Data for processing:
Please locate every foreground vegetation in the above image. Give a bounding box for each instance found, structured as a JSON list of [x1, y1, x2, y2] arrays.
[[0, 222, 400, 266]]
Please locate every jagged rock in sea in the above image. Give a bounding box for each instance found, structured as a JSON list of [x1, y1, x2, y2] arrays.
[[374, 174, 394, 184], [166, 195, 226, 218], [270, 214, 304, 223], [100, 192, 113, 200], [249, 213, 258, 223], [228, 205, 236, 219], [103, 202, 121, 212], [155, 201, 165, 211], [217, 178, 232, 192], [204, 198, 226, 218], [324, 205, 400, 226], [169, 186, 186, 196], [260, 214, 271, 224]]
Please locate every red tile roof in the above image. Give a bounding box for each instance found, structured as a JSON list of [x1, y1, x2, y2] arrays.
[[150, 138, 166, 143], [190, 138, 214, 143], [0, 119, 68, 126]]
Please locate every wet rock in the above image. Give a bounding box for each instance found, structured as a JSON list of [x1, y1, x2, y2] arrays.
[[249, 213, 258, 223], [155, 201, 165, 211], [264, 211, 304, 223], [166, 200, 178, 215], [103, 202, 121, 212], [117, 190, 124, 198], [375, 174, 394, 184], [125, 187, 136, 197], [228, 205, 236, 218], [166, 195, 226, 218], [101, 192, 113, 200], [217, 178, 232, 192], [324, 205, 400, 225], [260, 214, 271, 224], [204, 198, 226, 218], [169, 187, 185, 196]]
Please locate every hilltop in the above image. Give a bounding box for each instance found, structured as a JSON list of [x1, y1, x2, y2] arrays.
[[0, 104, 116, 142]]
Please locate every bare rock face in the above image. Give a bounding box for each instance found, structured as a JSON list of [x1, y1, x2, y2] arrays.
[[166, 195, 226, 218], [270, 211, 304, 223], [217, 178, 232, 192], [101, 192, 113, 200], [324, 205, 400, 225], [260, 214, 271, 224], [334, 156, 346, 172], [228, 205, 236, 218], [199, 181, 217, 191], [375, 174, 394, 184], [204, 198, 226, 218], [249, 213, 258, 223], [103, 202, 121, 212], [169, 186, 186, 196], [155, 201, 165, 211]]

Problem details: Reproduce every one of the rows above verbatim, in their original order.

Correct answer:
Please locate every foreground vegetation in the above image. Give a bounding box for each instance found, structured as a JSON list of [x1, y1, x2, y2] arrays.
[[0, 222, 400, 266]]
Please locate every jagged rock in sea in the above image. Give a bounding box for each instance found, structured as a JSON list of [x1, y1, x2, y2] arrays.
[[374, 174, 394, 184], [166, 195, 226, 218], [270, 214, 304, 223], [100, 192, 113, 200], [249, 213, 258, 223], [228, 205, 236, 219], [103, 202, 121, 212], [155, 201, 165, 211], [217, 178, 232, 192], [204, 198, 226, 218], [324, 205, 400, 226], [169, 186, 186, 196], [260, 214, 271, 224]]
Please locate every red tile roof in the above image. Give a bounding box for each instance found, structured as a JSON list of [x1, y1, x2, y2] arrays.
[[150, 138, 166, 143], [190, 138, 214, 143], [0, 119, 68, 126]]
Please locate every wet rock in the above image. Give a bounding box for each instance found, structured as a JSON list of [x1, y1, x2, y2] arrays.
[[249, 213, 258, 223], [155, 201, 165, 211], [264, 211, 304, 223], [166, 200, 178, 215], [103, 202, 121, 212], [117, 190, 124, 198], [375, 174, 394, 184], [125, 187, 136, 197], [228, 205, 236, 218], [166, 195, 226, 218], [101, 192, 113, 200], [217, 178, 232, 192], [324, 205, 400, 225], [260, 214, 271, 224], [204, 198, 226, 218], [169, 187, 185, 196]]
Please locate every hilltop in the above image. Give a bounding box for each instance found, structured as a JSON list of [x1, y1, x2, y2] arrays.
[[0, 104, 116, 142]]
Please locate every bare rock face in the above image. Give a bounding box for each instance found, structured as a JSON list of [x1, y1, x2, y2] arrays.
[[166, 195, 226, 218], [270, 211, 304, 223], [217, 178, 232, 192], [101, 192, 113, 200], [324, 205, 400, 225], [260, 214, 271, 224], [334, 156, 346, 172], [228, 205, 236, 218], [199, 181, 217, 191], [375, 174, 394, 184], [204, 198, 226, 218], [249, 213, 258, 223], [103, 202, 121, 212], [169, 186, 186, 196], [155, 201, 165, 211]]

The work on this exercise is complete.